* _Work task_
In the data that follows, find the line with "Query: steel truss bridge span"; transcribe it, every later line up to the one with "Where can you spot the white cloud", and that line as well, exactly and with no others.

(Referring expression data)
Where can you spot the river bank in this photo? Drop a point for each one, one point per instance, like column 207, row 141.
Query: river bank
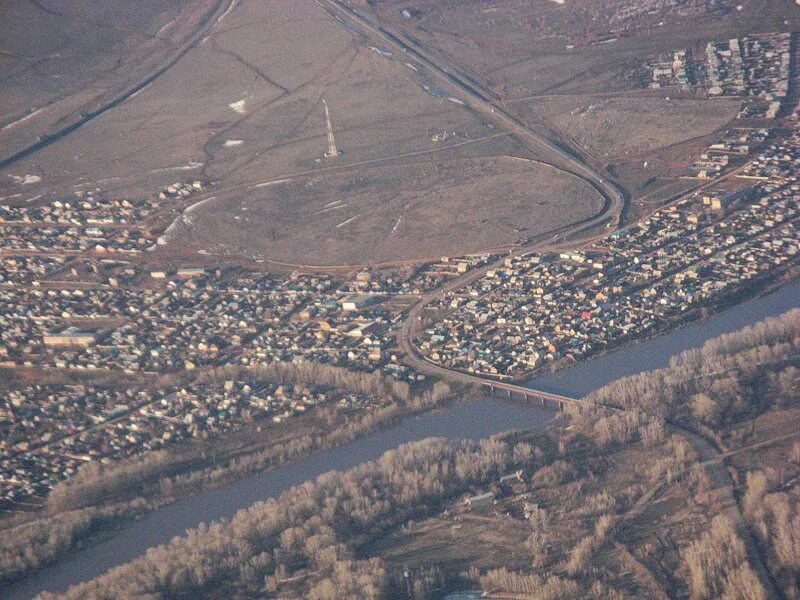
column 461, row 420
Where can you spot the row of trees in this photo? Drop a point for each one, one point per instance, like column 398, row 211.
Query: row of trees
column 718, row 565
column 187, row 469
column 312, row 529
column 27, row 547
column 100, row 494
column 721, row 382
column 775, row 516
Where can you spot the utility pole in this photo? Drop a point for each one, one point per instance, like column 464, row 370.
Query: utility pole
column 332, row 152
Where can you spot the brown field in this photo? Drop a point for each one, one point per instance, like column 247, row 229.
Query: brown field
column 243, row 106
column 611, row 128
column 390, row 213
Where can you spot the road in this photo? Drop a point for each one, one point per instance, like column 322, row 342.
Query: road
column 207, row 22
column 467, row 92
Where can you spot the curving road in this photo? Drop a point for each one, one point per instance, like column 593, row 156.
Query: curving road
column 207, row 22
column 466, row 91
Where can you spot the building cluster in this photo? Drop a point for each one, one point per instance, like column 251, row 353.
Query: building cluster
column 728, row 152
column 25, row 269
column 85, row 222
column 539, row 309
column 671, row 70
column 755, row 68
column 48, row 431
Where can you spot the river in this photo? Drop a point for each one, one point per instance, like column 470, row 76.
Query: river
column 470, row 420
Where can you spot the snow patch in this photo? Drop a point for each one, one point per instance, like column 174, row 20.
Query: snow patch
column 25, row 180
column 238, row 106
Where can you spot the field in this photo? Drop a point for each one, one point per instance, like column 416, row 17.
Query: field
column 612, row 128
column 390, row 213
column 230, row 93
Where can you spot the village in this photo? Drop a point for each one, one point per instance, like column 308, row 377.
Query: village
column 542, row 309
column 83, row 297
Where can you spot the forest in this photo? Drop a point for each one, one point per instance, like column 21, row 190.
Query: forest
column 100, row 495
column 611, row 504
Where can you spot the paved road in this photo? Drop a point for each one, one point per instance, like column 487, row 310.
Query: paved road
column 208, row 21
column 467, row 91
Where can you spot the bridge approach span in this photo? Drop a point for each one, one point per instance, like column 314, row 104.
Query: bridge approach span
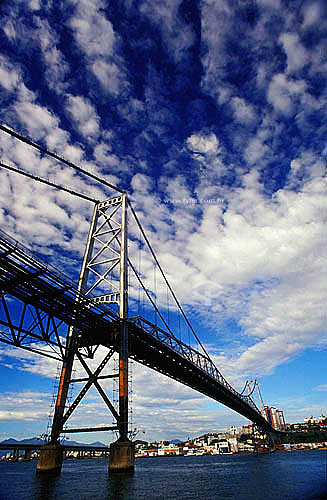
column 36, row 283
==
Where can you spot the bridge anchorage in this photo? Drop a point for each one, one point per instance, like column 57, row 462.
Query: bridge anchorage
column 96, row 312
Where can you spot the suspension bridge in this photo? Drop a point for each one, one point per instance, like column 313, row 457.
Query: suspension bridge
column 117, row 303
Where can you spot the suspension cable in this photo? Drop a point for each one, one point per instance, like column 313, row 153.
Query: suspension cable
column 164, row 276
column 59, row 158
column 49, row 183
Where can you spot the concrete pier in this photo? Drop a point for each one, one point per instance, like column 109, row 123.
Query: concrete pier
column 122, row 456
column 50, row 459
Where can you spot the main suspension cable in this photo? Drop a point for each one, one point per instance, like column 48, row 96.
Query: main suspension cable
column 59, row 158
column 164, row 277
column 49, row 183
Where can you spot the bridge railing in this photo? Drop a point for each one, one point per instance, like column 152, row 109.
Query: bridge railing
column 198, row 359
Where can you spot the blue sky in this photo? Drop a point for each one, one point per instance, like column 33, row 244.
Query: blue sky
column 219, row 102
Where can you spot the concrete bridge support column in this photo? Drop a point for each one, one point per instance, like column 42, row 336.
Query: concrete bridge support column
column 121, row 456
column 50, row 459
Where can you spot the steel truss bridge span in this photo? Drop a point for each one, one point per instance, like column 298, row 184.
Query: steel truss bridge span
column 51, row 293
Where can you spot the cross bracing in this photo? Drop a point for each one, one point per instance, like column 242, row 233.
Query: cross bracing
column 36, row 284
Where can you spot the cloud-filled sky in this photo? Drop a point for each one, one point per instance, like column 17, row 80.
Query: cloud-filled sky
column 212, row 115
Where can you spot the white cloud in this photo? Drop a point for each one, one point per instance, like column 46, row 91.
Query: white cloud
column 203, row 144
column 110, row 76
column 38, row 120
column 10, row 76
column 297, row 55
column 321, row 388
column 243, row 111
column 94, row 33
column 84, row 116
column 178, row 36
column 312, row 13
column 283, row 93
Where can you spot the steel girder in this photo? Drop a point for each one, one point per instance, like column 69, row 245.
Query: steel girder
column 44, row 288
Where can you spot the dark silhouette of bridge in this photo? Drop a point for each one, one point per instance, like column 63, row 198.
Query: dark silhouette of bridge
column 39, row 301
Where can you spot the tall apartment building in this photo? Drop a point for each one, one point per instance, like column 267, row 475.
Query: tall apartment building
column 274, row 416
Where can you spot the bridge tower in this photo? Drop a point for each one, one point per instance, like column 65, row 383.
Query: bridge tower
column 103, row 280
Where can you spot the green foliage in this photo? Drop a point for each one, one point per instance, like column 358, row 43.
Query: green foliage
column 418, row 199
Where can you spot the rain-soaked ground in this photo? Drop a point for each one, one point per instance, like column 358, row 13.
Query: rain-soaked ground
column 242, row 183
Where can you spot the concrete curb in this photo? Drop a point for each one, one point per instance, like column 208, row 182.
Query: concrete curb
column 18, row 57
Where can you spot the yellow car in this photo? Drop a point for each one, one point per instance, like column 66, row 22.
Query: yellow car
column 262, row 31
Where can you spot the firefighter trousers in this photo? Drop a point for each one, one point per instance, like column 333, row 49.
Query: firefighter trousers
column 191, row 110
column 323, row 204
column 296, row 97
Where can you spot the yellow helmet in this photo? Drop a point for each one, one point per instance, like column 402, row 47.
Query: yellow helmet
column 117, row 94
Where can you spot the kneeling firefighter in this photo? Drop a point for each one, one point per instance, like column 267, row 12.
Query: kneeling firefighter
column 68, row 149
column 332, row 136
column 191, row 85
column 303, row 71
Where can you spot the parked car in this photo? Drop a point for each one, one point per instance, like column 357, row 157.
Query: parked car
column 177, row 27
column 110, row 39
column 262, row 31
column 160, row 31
* * *
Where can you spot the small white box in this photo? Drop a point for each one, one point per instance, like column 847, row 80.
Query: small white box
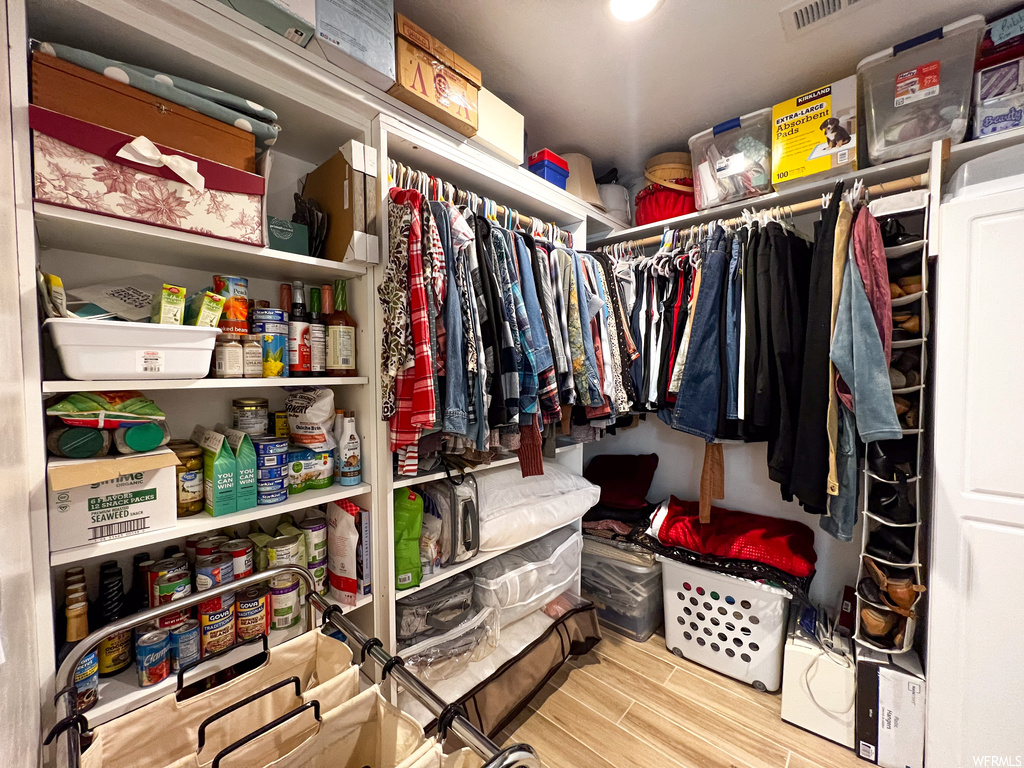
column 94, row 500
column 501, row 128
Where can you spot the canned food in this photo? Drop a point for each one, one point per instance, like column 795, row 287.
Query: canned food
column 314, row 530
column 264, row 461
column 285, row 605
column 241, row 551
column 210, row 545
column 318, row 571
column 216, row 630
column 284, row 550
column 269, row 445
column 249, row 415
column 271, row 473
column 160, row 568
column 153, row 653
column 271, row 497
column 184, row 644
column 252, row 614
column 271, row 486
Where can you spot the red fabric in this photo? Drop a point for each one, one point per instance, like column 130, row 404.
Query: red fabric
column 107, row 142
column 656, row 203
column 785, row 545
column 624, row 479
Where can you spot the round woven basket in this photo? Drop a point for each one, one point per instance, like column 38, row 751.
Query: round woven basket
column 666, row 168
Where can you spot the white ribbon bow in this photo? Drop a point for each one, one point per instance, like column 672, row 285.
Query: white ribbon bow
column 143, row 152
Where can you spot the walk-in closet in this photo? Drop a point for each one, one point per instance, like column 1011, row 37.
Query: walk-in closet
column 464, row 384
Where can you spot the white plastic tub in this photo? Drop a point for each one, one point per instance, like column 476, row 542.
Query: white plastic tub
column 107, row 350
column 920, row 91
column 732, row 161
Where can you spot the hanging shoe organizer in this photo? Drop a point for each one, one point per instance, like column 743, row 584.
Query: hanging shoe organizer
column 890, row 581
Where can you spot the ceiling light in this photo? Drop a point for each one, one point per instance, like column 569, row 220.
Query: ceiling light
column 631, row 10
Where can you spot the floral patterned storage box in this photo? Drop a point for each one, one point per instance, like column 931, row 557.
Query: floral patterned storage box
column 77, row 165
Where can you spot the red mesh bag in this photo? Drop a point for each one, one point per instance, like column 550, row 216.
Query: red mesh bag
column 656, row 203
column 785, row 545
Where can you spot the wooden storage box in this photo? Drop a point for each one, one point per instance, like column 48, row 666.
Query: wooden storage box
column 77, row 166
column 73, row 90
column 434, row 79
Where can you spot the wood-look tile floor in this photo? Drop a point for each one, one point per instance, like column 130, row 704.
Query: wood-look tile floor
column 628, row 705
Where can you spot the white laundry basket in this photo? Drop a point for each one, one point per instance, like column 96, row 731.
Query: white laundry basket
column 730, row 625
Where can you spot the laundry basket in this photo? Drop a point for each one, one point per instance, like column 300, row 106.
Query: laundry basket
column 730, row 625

* _Answer section_
Query: steel truss bridge span
column 51, row 293
Where can you spot the cross bracing in this photo? Drop a point for each one, one point per instance, like column 242, row 233.
Query: cross bracing
column 36, row 284
Where can you spot the cloud-filled sky in this photo? Drop a point for each one, one point per instance, like column 17, row 80.
Query: cloud-filled sky
column 212, row 115
Where can you spot the white cloud in this photo? Drop a point for each one, one point per instance, like column 46, row 91.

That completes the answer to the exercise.